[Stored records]
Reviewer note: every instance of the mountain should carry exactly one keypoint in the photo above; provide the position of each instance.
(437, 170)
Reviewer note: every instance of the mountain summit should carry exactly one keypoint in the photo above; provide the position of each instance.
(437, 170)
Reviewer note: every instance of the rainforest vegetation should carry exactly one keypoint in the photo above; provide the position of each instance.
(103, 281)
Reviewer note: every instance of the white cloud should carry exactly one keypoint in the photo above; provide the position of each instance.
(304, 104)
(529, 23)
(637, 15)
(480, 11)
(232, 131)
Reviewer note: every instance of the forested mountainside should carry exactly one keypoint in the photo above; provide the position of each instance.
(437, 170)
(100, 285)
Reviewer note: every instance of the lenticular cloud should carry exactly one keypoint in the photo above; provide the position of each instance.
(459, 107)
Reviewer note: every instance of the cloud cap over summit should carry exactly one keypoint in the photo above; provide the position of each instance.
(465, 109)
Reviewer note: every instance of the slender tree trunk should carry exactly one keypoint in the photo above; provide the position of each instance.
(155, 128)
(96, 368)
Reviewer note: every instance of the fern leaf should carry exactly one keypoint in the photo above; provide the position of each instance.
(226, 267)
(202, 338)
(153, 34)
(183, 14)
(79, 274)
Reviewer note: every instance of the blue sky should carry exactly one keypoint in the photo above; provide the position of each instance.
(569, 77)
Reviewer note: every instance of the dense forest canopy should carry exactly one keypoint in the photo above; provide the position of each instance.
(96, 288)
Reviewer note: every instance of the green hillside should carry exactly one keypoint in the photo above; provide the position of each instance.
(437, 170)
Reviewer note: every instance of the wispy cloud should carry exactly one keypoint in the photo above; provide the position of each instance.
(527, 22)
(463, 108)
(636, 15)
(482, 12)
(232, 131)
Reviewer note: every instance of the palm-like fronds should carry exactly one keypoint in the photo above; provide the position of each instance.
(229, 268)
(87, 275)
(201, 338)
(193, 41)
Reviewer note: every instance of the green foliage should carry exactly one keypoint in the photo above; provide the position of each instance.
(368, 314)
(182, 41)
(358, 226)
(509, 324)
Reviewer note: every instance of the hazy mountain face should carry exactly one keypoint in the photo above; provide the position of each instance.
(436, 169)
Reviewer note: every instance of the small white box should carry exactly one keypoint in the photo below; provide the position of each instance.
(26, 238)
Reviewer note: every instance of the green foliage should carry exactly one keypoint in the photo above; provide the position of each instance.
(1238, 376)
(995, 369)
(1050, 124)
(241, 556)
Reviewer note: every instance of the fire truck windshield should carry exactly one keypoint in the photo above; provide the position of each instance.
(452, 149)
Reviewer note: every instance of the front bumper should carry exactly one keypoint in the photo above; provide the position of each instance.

Task goal: Give an exact copy of all the data shown above.

The result:
Reviewer note: every instance of the mountain should carry exactly one keypoint in the photo above; provide the position of each instance.
(437, 170)
Reviewer note: every instance of the mountain summit should carry exactly one keypoint in the photo above; provide the position of each instance.
(437, 170)
Reviewer note: every instance of the rainforest vegetation should carry exactly one keypoint in the photo above; provide the position of each instance.
(103, 281)
Reviewer note: every instance of the white cloud should carry exactly one keypoint in the photo above; provide the position of each instance.
(304, 104)
(529, 23)
(637, 15)
(480, 11)
(232, 131)
Reviewer note: every instance of the forested mountainside should carry exactly one keypoint in the photo above; provide the position of each instance.
(437, 170)
(100, 285)
Reviewer note: every instance of the lenticular cloud should carry exactly one keypoint in the photo above; provide the position of each instance.
(459, 107)
Reviewer note: every instance of the cloud cap over summit should carry exactly one keypoint in the photo above; provide the position of each instance.
(465, 109)
Reviewer note: every instance of the slender tree trunk should carry exactly one keypoint in the photo above; provide the position of each instance.
(155, 128)
(96, 368)
Reviewer note: every instance of the fern leaf should carry exactly one keypoint in the photo above; provide the position of each instance.
(226, 267)
(202, 338)
(153, 34)
(183, 14)
(79, 274)
Reviewer note: every instance of the blue sky should carry exactly one keypoint in the photo above; provide the position of each instance.
(569, 77)
Reviewer note: every instance of the dense forest canopy should carry exactly one keypoint in the photo above; provide the position of each instance.
(96, 288)
Reviewer note: every instance of the green hillside should carry exactly one keypoint in the photo above; provide the position of each instance.
(437, 170)
Reviewer note: every instance of the wispy cloud should carry exactly one keypoint in the photo above; provide the position of each instance.
(527, 22)
(463, 108)
(636, 15)
(482, 12)
(232, 131)
Reviewer note: every instance of the palm-like fronds should carry exactly one keypoint in the photo above; provide the position of each instance.
(229, 268)
(87, 275)
(201, 338)
(193, 41)
Reviewer note: every instance of the green foliage should carry exactly one keypoint in the photo above; provide the position of each instance.
(368, 314)
(182, 41)
(358, 226)
(509, 324)
Reviewer note: every instance of the hazy mountain face should carry exactly one keypoint in the photo above; provide the position of each instance.
(436, 169)
Reviewer note: every instance of the small white box should carry exactly one keypoint in the photo below; provide the position of each instance.
(26, 238)
Reviewer note: every instance of the green foliage should carry exactly one keypoint in the photo above; provide the position of each instance.
(1238, 376)
(995, 369)
(1050, 124)
(241, 556)
Reviewer note: every instance of the fire truck windshield should carry exactly one keypoint in the photo above; provide the position of each instance.
(452, 149)
Reviewer note: every instance of the front bumper should carry exactly one keypoint in the photo above; provide the position of each instance.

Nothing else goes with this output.